__Texte fourni__
####################

En effet, les conseillers qui refusaient de payer des amendes trop salées n’avaient qu’à quitter l’industrie et évitaient ainsi la sanction pécuniaire. Résultat : ce sont, selon l’année, entre 14 et 36 % des d’amendes infligées à des conseillers par l’OCRCVM au Canada qui sont perçues. Pour les 12 mois se terminant au 31 mars 2013, l’autorégulateur avait imposé quelque 2,7 M$ en amendes.
Au Québec, ce taux varie entre 17 et 46 % selon l’année. L’OCRCVM relève toutefois que la totalité des amendes imposées aux courtiers est payée.
Les amendes constituent un élément important de l’arsenal de dissuasion de l’organisme d’autoréglementation.
Une étude du Centre d’études en droit économique (CÉDÉ) de l’Université Laval portant sur 133 décisions disciplinaires rendues de 2006 à 2010 par l’organisme relevait que des amendes étaient imposées dans 95 % des décisions.
Dans la moitié des cas, les décisions imposaient des amendes inférieures à 50 000 $, tandis que dans l’autre moitié, les amendes dépassaient cette somme. Pour le quart de toutes les décisions examinées, le montant de l’amende était supérieur à 100 000 $.

####################

__Consignes__
**1.** Relevez, parmi les lignes ci-dessous, chaque ligne qui contient le mot « metal ».
**2.** Poursuivez le texte ci-dessus sur les amendes imposées par l'OCRCVM, en commençant après sa dernière phrase.

__Données de travail__
####################

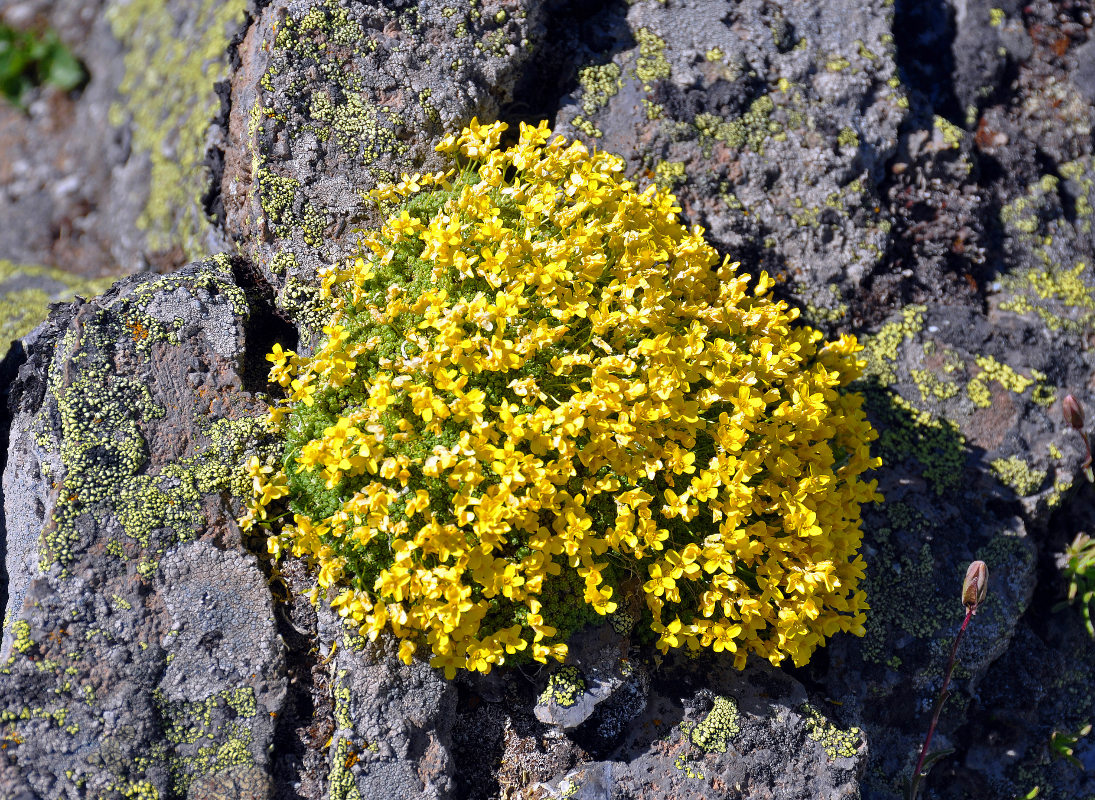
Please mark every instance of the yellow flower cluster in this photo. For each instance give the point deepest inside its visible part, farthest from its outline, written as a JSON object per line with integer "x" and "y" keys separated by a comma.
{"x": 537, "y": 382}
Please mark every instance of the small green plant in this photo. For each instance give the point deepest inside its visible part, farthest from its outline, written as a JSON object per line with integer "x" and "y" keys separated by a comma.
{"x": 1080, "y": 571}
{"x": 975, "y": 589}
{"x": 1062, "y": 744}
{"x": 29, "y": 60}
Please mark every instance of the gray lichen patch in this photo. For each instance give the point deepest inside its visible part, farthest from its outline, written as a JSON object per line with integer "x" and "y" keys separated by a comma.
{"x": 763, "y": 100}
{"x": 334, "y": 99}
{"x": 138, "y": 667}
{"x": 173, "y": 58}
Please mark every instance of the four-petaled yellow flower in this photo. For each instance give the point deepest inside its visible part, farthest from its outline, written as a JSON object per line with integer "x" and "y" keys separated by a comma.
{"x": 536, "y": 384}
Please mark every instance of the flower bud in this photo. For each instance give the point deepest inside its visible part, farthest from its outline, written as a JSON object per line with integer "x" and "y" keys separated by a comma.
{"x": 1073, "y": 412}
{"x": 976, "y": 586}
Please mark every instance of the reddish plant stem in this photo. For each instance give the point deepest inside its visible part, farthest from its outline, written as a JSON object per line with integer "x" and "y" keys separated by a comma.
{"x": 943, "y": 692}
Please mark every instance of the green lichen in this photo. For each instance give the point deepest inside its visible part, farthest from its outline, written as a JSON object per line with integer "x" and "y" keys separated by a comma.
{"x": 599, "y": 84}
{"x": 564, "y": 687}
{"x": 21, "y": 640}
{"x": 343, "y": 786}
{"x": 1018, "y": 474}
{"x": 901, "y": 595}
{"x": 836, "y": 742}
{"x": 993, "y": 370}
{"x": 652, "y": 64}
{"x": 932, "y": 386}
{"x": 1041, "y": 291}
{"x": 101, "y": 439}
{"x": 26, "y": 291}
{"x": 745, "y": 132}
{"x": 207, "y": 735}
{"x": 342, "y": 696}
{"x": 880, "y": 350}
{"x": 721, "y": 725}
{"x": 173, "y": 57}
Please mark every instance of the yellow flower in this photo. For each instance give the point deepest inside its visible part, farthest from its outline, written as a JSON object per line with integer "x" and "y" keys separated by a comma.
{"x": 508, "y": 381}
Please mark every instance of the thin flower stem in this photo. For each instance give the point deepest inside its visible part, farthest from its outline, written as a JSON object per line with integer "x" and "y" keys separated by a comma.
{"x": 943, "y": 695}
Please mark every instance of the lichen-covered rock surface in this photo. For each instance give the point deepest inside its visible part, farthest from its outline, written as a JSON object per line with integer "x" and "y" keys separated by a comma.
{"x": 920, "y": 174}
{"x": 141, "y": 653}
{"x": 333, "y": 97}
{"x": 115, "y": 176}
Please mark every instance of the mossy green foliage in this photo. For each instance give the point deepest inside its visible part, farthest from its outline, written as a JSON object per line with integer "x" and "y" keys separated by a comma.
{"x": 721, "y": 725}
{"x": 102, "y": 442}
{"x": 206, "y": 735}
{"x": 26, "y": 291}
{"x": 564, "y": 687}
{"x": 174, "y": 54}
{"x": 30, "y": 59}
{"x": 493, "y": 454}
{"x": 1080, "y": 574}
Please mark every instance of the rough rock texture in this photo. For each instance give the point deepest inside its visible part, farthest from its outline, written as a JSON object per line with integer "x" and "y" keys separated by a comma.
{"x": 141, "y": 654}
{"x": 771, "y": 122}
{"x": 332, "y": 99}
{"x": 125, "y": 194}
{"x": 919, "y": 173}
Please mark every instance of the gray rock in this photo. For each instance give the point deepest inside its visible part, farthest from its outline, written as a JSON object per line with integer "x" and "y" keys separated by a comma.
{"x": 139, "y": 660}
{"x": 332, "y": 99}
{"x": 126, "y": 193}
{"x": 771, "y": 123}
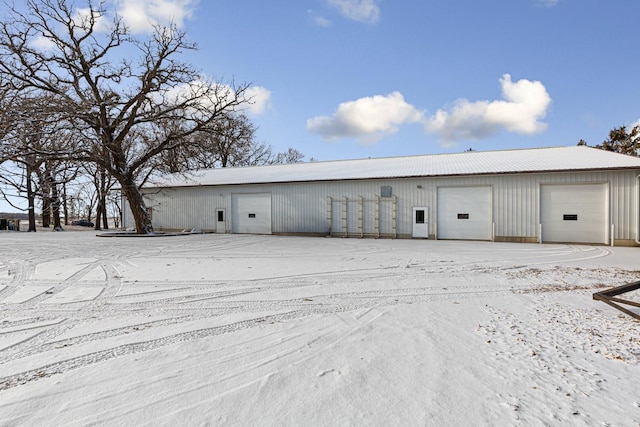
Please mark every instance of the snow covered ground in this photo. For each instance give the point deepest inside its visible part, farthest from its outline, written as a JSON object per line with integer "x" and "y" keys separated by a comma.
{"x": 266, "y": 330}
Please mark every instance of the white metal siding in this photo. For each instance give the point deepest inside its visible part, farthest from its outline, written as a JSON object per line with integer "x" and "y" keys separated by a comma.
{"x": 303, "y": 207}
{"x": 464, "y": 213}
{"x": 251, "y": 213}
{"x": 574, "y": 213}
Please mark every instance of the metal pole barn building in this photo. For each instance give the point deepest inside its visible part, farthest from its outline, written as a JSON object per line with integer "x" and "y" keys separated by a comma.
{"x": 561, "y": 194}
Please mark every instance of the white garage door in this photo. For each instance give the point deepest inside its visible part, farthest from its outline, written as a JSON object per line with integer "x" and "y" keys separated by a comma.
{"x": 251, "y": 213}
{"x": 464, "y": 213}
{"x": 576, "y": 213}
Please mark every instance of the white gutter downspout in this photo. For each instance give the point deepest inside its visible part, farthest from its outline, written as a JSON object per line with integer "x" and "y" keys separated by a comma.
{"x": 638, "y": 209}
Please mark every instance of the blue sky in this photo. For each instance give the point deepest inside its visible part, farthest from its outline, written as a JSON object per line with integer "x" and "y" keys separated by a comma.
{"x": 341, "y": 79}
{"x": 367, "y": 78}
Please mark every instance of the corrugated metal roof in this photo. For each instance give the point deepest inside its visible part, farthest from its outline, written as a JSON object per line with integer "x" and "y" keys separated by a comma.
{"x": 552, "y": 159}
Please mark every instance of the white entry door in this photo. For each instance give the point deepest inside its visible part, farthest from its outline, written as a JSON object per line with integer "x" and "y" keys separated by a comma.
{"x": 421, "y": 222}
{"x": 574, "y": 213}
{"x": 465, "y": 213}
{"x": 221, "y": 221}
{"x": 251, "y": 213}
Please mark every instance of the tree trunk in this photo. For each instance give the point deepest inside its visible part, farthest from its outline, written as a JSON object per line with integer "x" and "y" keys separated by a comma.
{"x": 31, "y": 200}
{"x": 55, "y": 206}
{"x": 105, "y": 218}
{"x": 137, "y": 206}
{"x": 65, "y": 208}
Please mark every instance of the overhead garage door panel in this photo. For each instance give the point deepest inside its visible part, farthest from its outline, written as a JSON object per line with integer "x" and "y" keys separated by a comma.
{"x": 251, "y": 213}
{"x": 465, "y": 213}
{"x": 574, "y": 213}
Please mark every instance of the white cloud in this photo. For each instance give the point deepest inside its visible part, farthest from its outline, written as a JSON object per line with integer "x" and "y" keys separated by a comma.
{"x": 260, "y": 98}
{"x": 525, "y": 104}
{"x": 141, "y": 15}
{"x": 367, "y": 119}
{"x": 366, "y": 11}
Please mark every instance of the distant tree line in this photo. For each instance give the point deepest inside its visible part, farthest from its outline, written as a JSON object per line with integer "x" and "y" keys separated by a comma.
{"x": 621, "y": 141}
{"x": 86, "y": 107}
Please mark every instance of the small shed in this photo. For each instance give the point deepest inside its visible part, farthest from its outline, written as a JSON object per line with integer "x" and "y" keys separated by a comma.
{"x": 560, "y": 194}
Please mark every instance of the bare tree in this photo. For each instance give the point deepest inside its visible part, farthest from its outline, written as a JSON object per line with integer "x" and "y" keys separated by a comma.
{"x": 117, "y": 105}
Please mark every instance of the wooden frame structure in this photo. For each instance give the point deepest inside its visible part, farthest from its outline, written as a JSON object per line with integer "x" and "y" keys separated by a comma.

####################

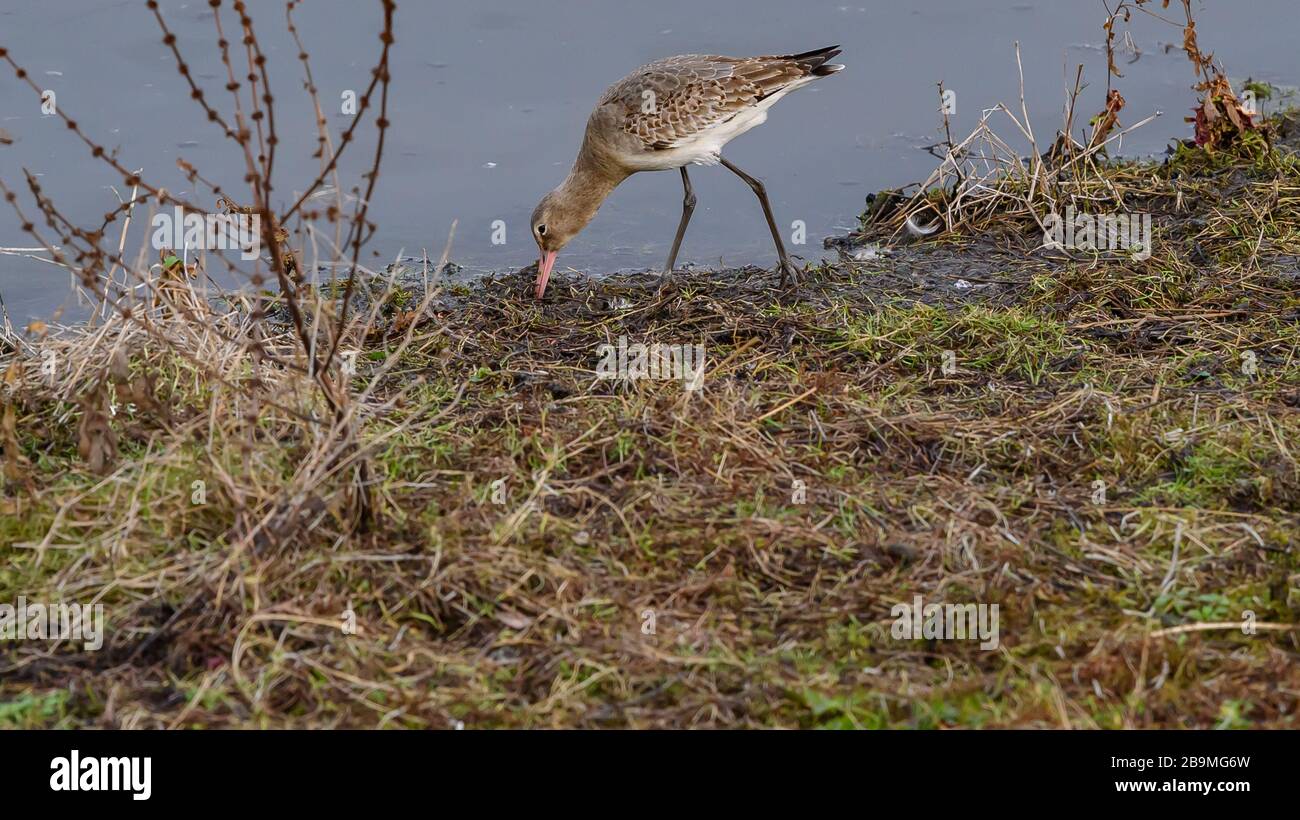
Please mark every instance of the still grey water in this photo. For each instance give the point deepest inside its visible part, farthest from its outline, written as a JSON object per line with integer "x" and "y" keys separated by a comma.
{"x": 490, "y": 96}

####################

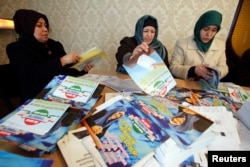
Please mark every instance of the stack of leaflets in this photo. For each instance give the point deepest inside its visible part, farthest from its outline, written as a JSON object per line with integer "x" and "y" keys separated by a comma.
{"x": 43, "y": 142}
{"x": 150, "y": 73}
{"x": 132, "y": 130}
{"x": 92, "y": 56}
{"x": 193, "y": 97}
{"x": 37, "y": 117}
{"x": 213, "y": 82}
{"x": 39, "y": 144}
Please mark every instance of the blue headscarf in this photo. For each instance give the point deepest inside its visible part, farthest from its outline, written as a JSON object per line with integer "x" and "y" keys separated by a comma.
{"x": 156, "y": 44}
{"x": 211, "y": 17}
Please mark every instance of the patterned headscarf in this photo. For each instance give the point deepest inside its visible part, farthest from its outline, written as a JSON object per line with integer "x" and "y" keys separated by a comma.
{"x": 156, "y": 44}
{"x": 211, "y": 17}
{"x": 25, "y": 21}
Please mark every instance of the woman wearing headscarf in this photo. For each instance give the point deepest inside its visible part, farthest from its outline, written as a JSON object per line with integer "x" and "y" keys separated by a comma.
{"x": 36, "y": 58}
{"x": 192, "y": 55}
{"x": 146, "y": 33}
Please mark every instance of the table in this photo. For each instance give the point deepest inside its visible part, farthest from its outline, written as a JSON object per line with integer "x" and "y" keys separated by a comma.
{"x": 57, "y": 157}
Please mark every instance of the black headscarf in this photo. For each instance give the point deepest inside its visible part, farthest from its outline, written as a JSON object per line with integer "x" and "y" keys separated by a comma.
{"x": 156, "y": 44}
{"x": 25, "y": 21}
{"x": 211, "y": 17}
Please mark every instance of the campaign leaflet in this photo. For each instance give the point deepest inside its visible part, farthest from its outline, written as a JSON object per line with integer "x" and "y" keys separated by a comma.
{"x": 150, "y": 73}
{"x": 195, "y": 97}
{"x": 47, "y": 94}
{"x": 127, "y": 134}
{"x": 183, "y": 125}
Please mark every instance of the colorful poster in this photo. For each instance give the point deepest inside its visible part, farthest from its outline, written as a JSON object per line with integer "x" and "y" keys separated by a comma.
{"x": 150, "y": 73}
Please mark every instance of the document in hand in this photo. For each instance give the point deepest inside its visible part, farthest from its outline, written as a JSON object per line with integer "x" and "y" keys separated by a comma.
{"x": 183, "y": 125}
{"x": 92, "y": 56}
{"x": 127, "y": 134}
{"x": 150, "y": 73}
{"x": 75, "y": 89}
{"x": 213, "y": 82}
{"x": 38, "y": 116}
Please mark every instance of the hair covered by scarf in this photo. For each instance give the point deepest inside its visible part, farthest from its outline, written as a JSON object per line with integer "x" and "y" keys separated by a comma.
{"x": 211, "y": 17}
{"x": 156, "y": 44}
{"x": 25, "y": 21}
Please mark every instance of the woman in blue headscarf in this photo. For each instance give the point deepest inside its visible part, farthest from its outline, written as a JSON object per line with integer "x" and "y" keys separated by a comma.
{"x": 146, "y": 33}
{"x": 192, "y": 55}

####################

__Réponses par consigne__
**1.**
Please mark every instance of the white metal siding in this photo. For each instance give the point deepest inside its visible part, farthest from its outline, written as a JSON object per line with integer "x" and "y" keys separated by a comma.
Please mark every instance of the metal pole barn building in this photo. For each instance give the point deepest inside its visible part, farthest from its outline, written as a JSON object per line with integer "x" and "y" keys separated by a comma.
Please mark every instance of the corrugated metal roof in this photo. For each instance give the point deepest inside its visible part, farthest from its outline, written as a JSON object per line with integer "x" and "y" keys separated by a comma.

**2.**
Jusqu’à l’été dernier, l’OCRCVM n’avait aucun pouvoir exécutoire lui permettant de forcer les conseillers à payer les amendes imposées. S’ils refusaient, on pouvait tout au plus suspendre leur droit de pratique.
L’absence de pouvoir exécutoire était causée par un oubli dans la rédaction du titre VI de la Loi sur l’Autorité des marchés financiers (LAMF), qui délègue des pouvoirs réglementaires à l’OCRCVM : impossible pour l’autorégulateur de faire homologuer ses décisions par les tribunaux et ainsi d’obtenir que les amendes soient payables par les coupables s’ils quittent l’industrie.
L’OCRCVM a bien tenté d’homologuer ses sanctions dans le passé. Toutefois, l’organisme s’est buté à une fin de non-recevoir des tribunaux. En 2011, un jugement de la Cour d’appel du Québec confirmait même que l’OCRCVM ne pouvait homologuer une décision sur sanction.
Devant cet échec sur le plan judiciaire, l’organisme de réglementation s’est tourné vers le gouvernement du Québec pour obtenir un changement législatif. Il vient de l’obtenir. L’ajout d’un article à la LAMF rend désormais l’homologation possible.
Meilleure perception
La vice-présidente pour le Québec de l’OCRCVM, Carmen Crépin, se montre satisfaite de ce nouveau pouvoir : «Quand on applique la sanction, on transmet un message important pour tout le monde sur la réglementation !»
En Alberta, la seule autre province où l’OCRCVM peut faire homologuer ses décisions, le taux de perception des amendes est de 60 à 70 %.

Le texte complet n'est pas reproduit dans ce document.